### [Task requirements]
1 – In the passage on the LCC's road safety and security work, which groups of officers are named as part of the Patrol team?
2 – Continue the passage on the LCC's road safety and security work from its final sentence.

Then, on the 8th and 14th of February this year, two potential suicides were averted when the LCC’s Route and Incident Management Team members on the Lekki/Ikoyi Link Bridge talked two young men down and averted potential tragedies.
From October 2020 to date, the LCC has logged, intervened, and assisted with well over 1,000 major and minor vehicular accidents on the Lekki-Epe Expressway. This, the company has done while keeping its family of over 500 staff intact and maintaining a significant number of security operatives, comprised of police, NSCDC and LASTMA officers as part of the Patrol team.
And the LCC Security Team has also been well worth the investment. They have sustained security patrols and operations on that road, saving countless lives and protecting billions in property. The team arrested six armed robbers on the 10th and 27th of June 2021. The first set of three was captured at the Admiralty Round-about while committing a robbery and snatching mobile phones in traffic. The second group met their waterloo while robbing passengers at the Maroko Junction axis. Both robbery gangs were handed over to the Maroko Police Division for prosecution.

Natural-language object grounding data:
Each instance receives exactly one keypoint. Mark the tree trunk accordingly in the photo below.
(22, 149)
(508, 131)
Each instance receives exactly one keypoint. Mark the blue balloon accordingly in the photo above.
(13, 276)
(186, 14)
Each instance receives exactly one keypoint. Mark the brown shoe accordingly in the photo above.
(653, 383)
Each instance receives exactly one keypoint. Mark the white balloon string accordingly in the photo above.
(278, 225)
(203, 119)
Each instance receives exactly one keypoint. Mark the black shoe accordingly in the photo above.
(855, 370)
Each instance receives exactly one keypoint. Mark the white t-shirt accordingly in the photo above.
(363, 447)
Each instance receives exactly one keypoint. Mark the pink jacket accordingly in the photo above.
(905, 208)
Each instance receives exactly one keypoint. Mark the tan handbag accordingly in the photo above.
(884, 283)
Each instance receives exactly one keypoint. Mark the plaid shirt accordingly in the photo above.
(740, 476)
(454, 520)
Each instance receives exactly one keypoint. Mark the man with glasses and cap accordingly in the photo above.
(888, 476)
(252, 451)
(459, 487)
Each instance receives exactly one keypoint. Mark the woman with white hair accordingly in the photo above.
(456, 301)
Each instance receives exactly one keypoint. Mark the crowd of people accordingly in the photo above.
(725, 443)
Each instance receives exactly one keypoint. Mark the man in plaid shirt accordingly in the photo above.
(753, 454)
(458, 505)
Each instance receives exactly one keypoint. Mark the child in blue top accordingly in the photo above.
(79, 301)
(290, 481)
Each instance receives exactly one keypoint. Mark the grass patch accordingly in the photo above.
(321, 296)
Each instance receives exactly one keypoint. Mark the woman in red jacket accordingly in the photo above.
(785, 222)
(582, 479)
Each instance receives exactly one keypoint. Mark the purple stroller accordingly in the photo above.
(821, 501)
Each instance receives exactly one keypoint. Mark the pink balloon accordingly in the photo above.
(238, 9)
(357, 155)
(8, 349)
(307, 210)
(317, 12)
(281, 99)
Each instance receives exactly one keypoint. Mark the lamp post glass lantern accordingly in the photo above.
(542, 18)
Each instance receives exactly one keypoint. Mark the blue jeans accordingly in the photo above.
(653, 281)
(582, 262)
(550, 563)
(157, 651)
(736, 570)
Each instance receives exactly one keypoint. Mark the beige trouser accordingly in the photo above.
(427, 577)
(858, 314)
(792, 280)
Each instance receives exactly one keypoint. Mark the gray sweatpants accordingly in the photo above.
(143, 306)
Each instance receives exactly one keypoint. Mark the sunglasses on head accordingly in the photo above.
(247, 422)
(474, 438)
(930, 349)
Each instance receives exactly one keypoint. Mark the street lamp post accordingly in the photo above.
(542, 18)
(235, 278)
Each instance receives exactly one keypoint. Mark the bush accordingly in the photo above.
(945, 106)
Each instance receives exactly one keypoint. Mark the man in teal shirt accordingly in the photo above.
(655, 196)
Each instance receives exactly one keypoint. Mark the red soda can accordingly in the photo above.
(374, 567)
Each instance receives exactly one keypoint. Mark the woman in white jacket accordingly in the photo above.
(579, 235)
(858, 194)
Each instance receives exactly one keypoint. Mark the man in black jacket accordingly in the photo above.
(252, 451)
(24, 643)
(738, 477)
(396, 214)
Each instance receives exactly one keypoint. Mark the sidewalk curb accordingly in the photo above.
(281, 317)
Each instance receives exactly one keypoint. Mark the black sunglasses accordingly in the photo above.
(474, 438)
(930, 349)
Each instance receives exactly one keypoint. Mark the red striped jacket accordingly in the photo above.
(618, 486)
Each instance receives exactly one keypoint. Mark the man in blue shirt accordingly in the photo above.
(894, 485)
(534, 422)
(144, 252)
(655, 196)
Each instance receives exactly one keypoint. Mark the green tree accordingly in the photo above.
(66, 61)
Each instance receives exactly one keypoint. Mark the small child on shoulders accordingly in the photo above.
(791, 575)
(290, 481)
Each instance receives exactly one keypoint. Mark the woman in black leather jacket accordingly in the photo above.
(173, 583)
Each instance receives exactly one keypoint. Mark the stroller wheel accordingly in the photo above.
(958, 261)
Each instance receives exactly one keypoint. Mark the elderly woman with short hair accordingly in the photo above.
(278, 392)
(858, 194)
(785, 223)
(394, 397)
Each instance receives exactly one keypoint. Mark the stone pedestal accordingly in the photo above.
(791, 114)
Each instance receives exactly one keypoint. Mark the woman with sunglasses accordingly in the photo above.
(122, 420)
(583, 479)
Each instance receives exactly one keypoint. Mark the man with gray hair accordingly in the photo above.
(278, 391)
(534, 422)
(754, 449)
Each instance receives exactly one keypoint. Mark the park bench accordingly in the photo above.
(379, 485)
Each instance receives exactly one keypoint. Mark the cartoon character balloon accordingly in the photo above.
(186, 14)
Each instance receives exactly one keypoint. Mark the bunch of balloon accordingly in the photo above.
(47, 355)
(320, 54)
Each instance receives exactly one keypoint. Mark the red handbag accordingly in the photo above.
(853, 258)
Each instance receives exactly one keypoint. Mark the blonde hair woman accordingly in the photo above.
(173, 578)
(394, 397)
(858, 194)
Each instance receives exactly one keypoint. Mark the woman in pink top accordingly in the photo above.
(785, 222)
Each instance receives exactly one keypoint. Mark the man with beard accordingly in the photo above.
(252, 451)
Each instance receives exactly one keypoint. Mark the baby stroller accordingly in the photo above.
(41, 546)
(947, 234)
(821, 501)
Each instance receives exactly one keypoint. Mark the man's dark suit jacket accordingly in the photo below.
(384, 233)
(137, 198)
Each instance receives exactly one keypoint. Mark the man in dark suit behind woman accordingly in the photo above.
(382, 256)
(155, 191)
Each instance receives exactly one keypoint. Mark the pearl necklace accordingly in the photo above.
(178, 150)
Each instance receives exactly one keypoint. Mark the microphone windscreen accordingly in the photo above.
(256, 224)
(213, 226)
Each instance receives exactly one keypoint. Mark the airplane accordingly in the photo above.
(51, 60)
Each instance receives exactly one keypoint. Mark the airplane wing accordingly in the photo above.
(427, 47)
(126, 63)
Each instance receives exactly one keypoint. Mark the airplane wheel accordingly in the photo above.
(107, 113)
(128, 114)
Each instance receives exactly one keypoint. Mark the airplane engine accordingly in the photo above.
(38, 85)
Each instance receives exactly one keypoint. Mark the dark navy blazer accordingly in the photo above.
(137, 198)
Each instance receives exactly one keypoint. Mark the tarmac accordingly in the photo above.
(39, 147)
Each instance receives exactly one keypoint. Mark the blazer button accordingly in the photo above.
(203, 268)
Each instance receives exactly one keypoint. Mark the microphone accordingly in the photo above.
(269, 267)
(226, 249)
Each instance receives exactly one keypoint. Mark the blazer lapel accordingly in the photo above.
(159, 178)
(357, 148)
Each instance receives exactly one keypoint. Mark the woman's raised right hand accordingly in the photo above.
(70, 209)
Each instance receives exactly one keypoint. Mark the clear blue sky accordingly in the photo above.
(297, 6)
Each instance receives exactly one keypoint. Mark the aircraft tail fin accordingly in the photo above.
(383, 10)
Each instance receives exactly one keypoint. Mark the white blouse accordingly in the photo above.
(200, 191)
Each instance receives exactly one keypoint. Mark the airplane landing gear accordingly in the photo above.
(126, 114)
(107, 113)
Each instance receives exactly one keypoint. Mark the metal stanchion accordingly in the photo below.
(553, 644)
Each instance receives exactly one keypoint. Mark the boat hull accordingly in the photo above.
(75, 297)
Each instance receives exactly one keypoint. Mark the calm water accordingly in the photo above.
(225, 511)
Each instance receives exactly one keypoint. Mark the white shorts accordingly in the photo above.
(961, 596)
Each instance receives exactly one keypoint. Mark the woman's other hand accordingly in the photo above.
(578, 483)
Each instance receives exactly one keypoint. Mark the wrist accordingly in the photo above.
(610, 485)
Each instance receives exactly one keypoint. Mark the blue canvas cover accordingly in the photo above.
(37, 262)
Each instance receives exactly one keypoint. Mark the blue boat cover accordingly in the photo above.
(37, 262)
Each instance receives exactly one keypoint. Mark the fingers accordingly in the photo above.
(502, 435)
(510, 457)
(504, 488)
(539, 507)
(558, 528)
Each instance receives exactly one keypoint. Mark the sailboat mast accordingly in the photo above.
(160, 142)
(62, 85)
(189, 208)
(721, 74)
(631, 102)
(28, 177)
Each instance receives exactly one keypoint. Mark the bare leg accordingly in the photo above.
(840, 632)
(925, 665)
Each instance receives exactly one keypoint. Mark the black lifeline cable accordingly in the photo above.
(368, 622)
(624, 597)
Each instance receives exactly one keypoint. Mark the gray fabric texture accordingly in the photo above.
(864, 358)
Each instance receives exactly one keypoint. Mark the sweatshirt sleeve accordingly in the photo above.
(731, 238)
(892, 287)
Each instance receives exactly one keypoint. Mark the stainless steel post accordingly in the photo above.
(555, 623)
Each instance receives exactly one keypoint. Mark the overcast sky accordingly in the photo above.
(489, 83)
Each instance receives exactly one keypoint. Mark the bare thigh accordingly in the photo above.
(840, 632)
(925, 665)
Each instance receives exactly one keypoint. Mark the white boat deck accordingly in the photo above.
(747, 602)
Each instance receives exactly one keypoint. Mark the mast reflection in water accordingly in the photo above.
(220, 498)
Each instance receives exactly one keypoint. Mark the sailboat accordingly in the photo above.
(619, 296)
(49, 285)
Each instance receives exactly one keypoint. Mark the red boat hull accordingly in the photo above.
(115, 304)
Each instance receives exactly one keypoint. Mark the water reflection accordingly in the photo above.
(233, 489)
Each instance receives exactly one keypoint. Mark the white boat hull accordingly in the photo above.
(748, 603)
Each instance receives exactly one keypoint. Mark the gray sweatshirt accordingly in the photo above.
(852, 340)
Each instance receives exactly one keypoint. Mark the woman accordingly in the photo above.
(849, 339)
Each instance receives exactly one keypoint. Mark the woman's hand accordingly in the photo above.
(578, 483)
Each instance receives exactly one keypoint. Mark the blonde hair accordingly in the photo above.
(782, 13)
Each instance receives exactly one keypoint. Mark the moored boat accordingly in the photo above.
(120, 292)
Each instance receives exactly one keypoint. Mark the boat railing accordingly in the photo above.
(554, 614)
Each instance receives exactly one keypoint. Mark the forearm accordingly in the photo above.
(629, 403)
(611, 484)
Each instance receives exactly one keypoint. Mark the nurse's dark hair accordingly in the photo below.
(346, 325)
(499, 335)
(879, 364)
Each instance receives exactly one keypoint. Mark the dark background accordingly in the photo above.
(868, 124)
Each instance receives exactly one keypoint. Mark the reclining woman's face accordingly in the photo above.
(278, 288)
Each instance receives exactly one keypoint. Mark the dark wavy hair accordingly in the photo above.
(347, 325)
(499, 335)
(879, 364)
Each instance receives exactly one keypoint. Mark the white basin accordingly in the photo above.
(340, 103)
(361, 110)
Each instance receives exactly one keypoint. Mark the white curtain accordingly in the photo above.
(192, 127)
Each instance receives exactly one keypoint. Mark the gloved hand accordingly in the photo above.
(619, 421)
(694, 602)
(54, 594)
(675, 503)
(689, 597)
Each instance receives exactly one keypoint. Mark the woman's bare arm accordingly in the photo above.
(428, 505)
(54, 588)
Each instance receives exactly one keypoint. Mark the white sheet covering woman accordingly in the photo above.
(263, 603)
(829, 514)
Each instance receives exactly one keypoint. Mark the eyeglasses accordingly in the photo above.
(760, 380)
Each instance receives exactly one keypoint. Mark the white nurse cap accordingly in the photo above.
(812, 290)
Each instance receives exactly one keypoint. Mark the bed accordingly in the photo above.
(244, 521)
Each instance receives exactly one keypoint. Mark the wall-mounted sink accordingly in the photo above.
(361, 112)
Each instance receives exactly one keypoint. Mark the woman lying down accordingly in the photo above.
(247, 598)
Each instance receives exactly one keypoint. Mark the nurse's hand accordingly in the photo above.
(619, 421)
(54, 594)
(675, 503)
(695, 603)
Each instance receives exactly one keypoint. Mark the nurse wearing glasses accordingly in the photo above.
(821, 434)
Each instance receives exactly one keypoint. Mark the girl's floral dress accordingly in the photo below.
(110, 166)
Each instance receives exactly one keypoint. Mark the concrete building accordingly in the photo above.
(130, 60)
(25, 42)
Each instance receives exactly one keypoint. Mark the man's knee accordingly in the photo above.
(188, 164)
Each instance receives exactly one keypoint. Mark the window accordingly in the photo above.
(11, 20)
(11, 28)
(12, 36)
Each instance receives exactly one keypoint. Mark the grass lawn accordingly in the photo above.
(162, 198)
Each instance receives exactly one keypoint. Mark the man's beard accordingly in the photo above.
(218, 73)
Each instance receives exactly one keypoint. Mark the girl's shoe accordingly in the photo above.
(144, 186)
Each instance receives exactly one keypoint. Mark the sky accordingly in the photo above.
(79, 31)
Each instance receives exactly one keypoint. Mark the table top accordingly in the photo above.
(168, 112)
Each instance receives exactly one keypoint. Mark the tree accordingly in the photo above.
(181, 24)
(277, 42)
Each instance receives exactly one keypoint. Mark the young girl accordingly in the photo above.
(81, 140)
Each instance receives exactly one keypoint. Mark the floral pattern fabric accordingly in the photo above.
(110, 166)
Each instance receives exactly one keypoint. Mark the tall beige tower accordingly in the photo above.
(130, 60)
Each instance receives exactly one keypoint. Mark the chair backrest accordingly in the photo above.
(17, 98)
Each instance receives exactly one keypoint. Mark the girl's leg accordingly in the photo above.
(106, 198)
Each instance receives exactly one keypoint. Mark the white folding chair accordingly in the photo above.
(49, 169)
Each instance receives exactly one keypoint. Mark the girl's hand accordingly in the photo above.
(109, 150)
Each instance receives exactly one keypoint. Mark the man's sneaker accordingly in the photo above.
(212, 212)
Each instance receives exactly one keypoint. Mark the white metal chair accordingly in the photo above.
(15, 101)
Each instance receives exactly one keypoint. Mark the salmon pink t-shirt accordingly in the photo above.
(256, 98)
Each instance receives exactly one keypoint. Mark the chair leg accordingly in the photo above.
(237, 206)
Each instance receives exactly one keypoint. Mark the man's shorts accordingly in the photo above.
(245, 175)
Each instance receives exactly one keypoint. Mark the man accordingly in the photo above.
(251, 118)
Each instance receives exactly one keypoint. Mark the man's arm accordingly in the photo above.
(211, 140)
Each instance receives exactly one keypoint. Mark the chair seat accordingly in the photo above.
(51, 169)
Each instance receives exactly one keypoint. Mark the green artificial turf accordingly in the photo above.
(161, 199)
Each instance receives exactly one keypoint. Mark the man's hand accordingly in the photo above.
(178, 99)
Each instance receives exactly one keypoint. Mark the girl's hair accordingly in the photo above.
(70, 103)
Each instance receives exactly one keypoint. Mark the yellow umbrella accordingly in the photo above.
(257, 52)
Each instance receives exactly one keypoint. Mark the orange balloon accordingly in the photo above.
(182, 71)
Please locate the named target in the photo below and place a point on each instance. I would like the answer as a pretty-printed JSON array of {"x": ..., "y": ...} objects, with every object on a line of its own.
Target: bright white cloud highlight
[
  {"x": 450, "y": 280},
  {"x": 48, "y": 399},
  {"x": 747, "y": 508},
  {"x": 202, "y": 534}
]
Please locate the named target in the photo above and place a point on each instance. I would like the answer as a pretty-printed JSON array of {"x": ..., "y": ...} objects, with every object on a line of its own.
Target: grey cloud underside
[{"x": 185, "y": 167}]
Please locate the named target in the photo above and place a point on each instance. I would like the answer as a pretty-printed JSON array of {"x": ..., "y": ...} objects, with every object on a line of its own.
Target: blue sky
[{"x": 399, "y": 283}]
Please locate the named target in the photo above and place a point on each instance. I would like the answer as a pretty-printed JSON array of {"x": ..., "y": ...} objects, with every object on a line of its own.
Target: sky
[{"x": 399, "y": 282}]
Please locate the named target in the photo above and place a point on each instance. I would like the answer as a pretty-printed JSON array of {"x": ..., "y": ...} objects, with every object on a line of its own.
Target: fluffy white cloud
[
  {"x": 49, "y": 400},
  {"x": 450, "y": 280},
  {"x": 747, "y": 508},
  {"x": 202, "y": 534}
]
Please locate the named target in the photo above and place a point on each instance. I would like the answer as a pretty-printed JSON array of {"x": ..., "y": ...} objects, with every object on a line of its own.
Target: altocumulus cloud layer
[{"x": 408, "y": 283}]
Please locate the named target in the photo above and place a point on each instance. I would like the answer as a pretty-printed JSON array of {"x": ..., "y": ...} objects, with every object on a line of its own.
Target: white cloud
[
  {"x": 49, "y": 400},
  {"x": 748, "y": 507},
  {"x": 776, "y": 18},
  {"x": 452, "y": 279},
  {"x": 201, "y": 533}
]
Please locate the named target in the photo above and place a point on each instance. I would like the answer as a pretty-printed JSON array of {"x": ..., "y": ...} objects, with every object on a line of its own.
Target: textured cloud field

### [Your responses]
1 – Police, NSCDC and LASTMA officers.

2 –
Similarly, on the 16th and 18th of August, 2021, two syndicates of ‘One-Chance’ operators were apprehended at the Jakande Intersection and handed over to Ilasan Police Division for further investigation and prosecution.
This is just one of the many benefits Lagosians enjoy when they drive on the Lekki-Epe Expressway. There’s always security close by, and safety is assured. As part of its Corporate Social Responsibility, on April 4, 2021, the LCC team proactively averted a potential huge fire incident that would have created an untold hazard to people and the environment around the Lekki Conservation Centre on the Lekki-Epe Expressway when its team was alerted to a distressed and leaking 30,000 litre-petrol tanker around midnight.
To make driving experience on the road as pleasurable and time-saving as possible, LCC keeps a team of Traffic Managers on standby. These guys routinely embark on joint enforcement exercises with LASTMA officials to ensure and maintain law and order along the road for commuters’ comfort and convenient driving experience.
For example, 24 truck drivers were apprehended for indiscriminate parking along the Lekki/Epe Expressway between September and November 2021.
As most Lagosians know, the Lekki/Epe area suffers terribly from environmental issues like erosion and flood. On March 10 2022, in a bid to rid the corridor of environmental nuisance, LCC’s team embarked on a joint clearing operation from the Chevron end to Idado, Igbo-Efon, Agungi Gbara and Jakande intersection. Illegal structures were demolished, while two offenders were apprehended.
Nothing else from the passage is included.